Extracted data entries
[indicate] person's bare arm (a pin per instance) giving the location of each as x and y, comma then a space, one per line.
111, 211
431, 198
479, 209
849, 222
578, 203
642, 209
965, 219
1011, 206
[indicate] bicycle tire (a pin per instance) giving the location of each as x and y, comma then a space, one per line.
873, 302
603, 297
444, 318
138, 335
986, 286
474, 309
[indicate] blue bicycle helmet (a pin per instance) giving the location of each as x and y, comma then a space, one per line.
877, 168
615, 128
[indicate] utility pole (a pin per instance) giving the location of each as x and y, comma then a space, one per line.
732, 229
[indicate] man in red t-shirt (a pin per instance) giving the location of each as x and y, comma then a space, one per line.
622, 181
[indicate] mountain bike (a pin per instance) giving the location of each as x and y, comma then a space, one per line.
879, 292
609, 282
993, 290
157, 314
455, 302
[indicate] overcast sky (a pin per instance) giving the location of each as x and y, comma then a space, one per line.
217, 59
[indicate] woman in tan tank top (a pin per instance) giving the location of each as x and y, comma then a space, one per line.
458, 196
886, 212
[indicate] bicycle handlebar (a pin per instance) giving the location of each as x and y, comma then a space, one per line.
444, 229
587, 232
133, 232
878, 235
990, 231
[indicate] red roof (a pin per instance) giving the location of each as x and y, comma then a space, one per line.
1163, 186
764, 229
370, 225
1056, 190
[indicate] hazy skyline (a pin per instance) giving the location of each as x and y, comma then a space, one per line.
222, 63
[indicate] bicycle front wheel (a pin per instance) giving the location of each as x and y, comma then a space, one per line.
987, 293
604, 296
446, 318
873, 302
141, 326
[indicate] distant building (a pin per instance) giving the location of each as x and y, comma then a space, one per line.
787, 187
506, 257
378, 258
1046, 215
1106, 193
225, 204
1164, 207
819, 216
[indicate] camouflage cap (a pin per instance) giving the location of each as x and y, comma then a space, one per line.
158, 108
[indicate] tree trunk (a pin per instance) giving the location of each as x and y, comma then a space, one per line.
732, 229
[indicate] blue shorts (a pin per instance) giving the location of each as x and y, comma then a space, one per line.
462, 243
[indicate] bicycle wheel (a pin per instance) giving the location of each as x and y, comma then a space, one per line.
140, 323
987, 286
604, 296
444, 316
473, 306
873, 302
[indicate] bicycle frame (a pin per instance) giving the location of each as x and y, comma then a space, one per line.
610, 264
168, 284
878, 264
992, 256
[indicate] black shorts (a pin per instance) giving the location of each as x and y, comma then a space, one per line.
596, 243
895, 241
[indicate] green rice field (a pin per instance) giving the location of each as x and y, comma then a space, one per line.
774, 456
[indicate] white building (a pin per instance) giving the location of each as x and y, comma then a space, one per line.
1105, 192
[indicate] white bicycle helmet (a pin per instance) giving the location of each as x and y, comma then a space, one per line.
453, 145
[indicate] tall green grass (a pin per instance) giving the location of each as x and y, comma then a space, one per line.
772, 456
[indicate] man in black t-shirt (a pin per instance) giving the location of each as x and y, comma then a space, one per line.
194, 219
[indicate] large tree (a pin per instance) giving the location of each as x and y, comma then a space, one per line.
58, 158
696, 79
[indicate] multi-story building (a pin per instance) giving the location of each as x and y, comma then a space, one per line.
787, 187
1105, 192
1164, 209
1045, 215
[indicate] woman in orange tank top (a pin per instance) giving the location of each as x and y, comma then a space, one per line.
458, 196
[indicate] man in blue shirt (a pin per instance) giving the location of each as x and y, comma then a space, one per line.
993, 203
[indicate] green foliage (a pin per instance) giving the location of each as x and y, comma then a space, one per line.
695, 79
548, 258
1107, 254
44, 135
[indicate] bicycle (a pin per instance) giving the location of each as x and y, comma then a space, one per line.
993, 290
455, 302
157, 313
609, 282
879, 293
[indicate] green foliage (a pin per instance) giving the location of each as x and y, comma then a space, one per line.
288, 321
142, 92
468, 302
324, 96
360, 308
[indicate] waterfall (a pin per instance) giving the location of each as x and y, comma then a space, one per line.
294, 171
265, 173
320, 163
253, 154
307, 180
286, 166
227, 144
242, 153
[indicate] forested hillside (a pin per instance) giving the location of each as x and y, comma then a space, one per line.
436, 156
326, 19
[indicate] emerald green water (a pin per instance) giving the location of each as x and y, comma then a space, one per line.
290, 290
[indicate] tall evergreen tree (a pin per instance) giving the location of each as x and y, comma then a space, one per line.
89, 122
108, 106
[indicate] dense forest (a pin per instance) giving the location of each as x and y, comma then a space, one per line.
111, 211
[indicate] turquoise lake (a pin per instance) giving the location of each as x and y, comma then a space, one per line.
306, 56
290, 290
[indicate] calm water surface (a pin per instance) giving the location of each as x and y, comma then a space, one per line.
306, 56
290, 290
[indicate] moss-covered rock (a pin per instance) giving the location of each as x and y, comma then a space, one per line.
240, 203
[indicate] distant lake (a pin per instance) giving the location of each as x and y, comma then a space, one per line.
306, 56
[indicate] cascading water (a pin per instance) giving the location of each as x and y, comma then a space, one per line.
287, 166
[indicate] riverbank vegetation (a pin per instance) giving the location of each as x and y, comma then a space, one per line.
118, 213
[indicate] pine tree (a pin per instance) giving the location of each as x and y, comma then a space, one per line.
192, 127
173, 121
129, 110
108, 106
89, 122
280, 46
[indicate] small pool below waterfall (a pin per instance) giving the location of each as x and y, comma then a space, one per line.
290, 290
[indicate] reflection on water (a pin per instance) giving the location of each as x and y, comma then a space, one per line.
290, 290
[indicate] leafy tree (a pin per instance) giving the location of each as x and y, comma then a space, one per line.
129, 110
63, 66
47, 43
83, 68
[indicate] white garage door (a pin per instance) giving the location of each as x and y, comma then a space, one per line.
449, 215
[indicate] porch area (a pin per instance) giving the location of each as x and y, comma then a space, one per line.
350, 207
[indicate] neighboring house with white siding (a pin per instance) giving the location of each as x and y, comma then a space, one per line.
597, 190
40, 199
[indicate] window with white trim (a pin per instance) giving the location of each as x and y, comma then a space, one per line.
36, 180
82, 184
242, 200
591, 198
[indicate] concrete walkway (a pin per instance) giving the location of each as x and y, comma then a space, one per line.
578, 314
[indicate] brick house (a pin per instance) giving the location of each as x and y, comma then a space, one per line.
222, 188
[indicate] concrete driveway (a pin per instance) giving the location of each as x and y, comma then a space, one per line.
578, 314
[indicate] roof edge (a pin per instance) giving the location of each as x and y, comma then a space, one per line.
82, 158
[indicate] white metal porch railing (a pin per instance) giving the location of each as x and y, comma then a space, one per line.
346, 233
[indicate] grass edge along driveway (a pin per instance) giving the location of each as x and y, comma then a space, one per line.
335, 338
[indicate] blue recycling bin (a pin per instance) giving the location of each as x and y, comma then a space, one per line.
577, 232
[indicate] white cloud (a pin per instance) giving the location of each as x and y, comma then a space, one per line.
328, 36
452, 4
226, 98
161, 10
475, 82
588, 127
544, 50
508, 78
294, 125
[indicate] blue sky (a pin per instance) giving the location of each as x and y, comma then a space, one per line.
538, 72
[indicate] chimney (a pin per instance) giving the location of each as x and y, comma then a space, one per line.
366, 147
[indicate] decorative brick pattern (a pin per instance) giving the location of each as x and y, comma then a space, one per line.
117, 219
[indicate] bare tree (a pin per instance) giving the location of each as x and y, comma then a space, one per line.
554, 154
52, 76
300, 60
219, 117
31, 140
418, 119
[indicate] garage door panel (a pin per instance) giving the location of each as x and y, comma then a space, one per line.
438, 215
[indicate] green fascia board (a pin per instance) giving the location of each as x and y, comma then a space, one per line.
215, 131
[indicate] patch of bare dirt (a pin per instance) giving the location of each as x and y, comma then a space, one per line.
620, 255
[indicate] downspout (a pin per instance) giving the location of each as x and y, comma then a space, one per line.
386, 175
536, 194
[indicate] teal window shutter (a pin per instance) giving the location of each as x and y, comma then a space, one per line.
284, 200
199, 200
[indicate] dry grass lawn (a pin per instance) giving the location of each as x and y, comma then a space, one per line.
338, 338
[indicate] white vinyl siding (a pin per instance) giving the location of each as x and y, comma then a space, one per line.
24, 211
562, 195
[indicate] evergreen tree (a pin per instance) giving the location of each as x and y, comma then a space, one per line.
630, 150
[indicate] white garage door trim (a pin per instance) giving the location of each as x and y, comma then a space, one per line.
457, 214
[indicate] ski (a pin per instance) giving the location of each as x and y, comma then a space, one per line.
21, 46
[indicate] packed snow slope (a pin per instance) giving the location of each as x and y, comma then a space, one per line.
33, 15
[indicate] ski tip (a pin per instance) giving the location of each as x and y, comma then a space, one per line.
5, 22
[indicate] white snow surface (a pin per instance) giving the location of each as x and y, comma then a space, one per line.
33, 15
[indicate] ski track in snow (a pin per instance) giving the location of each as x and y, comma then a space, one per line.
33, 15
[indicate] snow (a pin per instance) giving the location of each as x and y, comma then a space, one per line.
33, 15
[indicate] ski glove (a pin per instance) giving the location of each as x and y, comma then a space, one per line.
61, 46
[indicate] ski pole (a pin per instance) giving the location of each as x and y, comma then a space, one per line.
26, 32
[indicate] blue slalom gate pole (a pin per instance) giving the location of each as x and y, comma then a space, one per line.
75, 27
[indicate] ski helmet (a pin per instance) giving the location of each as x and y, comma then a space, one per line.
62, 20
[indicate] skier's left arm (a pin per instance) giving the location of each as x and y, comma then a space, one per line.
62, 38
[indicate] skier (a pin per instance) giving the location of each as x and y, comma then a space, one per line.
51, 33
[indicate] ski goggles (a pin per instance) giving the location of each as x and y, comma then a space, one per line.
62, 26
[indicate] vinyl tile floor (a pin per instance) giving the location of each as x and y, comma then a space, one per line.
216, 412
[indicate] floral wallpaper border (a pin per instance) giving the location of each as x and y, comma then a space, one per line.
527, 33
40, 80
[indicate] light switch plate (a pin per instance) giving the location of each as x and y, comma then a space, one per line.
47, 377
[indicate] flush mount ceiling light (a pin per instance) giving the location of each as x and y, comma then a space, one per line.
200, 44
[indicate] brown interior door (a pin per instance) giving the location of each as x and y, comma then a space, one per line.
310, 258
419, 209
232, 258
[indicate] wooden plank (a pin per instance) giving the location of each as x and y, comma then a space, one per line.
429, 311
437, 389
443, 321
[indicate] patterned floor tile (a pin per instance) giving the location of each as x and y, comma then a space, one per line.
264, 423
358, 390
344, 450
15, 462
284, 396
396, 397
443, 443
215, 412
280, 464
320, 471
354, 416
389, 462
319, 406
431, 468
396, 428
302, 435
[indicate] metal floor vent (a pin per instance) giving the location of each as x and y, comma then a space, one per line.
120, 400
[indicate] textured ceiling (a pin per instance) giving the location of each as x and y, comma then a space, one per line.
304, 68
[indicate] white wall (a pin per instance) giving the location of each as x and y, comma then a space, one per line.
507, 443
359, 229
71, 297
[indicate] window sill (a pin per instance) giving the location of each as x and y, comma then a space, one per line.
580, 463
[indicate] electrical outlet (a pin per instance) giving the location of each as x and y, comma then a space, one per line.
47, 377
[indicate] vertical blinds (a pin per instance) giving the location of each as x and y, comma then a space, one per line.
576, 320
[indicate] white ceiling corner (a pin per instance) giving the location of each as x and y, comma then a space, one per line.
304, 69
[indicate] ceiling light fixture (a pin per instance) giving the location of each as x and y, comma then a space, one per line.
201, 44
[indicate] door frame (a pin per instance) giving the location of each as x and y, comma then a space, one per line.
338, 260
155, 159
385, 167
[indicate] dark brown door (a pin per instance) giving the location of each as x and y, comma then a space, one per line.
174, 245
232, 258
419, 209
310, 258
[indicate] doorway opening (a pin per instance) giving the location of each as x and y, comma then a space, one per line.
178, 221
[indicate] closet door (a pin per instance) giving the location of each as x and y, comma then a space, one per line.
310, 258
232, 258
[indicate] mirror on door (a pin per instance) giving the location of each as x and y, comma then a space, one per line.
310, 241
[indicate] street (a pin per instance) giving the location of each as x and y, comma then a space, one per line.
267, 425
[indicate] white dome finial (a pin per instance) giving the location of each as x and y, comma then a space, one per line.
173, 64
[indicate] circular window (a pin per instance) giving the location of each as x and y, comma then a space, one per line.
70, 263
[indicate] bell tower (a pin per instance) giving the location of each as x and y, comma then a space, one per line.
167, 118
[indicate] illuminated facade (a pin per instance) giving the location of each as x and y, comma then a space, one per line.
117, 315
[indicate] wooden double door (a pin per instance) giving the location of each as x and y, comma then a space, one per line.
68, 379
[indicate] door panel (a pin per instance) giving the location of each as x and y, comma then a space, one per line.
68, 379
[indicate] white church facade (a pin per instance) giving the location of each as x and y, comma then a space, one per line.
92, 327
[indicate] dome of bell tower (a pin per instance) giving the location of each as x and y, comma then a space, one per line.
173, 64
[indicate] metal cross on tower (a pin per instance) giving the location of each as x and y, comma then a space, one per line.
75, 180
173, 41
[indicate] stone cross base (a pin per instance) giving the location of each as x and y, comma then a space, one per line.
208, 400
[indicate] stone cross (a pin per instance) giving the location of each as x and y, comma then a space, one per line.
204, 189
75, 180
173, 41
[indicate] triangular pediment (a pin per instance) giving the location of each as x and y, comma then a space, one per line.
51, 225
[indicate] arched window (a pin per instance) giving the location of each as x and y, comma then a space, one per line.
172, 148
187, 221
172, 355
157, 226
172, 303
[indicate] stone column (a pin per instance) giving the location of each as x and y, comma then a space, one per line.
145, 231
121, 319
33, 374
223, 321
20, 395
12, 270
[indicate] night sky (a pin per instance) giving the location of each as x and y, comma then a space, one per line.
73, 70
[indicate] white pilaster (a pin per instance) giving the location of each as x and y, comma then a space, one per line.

▶ [Your objective]: Extract every line from the one with "[indicate] stone column" down to the final line above, both included, exactly as written.

▶ [The completed task]:
[indicate] stone column (a pin per instance) giving the location of each as x and y, comma then a space, one per line.
145, 231
121, 319
33, 374
223, 321
20, 395
12, 270
[indicate] night sky (a pin per instance) giving the location of each as x and y, comma then a space, one per line.
73, 70
[indicate] white pilaster (a pin per instance) giving the location of each as x and y, comma then a space, one per line.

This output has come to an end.